- _ARTICLE_:
§ §

In the derivation of a regular wh-question in Manetta 2010, Hindi-Urdu has the following C and v heads in its lexicon that motivate wh-movement in regular wh-questions:
The wh-phrase in a regular wh-question has an interpretable wh-feature [iwh] and an uninterpretable Q feature [uQ]. The C head in a regular wh-question has an [iQ] feature, prompting the interpretation of the clause as a root question. In contrast, in an echo question, the wh-word has an [iwh] feature and an uninterpretable echo feature (I will use the term [uE] here). The C head in an echo question will possess an [iE] feature, or echo operator, that binds a free variable introduced by the echo expression.27
In an echo question, the echo expression may appear on the right edge of the entire clause. It will qualify as a matching goal in the domain of the probe responsible for rightward movement when this probe is present. It will then receive an echo interpretation because of the presence of [iE] on the C head.
It is also possible for a clause with a regular interrogative C head and an information-seeking wh-phrase to have a probe on T prompting rightward scrambling. If the wh-phrase remains in Spec,vP and does not scramble further leftward, it could be within the domain of the rightwards-crambling probe and could serve as a matching goal.28 A rightward-scrambled wh-phrase would still be completely accessible to the interrogative C probe, and so this would form a licit syntactic structure in which an information-seeking wh-word is found in postverbal position, even though this interpretation is unavailable (as in (50)). However, a derivation that proceeds in this way will fail to be interpretable (deviant at the conceptual-intentional interface in the sense of Chomsky 2008). Those DPs that appear postverbally receive an interpretation as old information (along with other potential interpretations such as continuing/contrastive topic or backgrounded topic). Since this is incompatible with the semantics of the information-seeking wh-phrase as new, interrogative focus, the derivation will fail to be interpretable (see Butt and King 1996, Adli 2010). On the other hand, if an echo wh-phrase is scrambled rightward, there will be no incompatibility at the point of interpretation. As the echo wh-phrase is necessarily discourse-old, it is well-suited to the interpretations assigned to postverbal material.
Siita-ne dhyaan-se dekh-aa kis-ko thaa?
Sita-erg care-with see-pfv who-accaux.pst
‘Who had Sita looked at carefully?’
Siita-ne dhyaan-se dekh-aa Rehan-ko thaa.

§ §

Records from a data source
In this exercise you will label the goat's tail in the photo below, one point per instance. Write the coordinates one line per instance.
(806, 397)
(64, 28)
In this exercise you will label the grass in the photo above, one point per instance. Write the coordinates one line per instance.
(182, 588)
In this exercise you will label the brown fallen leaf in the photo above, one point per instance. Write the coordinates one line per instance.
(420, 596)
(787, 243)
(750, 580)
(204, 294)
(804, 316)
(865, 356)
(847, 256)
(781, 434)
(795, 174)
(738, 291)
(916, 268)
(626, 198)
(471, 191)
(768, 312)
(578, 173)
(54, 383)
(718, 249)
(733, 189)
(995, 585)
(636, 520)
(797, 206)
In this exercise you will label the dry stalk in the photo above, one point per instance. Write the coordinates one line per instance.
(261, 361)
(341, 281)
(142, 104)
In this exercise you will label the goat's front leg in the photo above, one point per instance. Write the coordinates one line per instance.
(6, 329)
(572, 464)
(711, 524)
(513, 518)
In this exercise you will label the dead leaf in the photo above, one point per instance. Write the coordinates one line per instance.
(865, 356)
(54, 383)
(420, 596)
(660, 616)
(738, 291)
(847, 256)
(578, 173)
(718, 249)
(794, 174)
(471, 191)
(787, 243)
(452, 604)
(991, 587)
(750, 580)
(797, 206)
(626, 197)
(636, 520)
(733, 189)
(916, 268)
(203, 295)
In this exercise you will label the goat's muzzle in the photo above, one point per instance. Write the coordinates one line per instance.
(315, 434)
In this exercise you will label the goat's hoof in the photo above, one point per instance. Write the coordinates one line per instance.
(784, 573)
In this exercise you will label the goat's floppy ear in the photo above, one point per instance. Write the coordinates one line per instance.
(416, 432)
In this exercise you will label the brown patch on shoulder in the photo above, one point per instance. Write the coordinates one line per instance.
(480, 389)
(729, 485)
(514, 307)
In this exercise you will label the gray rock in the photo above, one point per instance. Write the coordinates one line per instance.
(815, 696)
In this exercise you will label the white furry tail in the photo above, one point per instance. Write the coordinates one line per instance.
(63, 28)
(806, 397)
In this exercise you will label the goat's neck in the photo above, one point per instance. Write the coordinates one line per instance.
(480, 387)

§ §

- _REQUIRED WORK_:
(1) In the passage above on Hindi-Urdu echo questions, reproduce word for word the part starting at "Siita-ne dhyaan-se dekh-aa kis-ko" and ending at "dekh-aa Rehan-ko thaa.".
(2) According to the passage above on Hindi-Urdu echo questions, what feature does the C head in an echo question possess?

- _ANSWER SET_:
(1)
Siita-ne dhyaan-se dekh-aa kis-ko thaa?
Sita-erg care-with see-pfv who-accaux.pst
‘Who had Sita looked at carefully?’
Siita-ne dhyaan-se dekh-aa Rehan-ko thaa.

(2) An [iE] feature, or echo operator.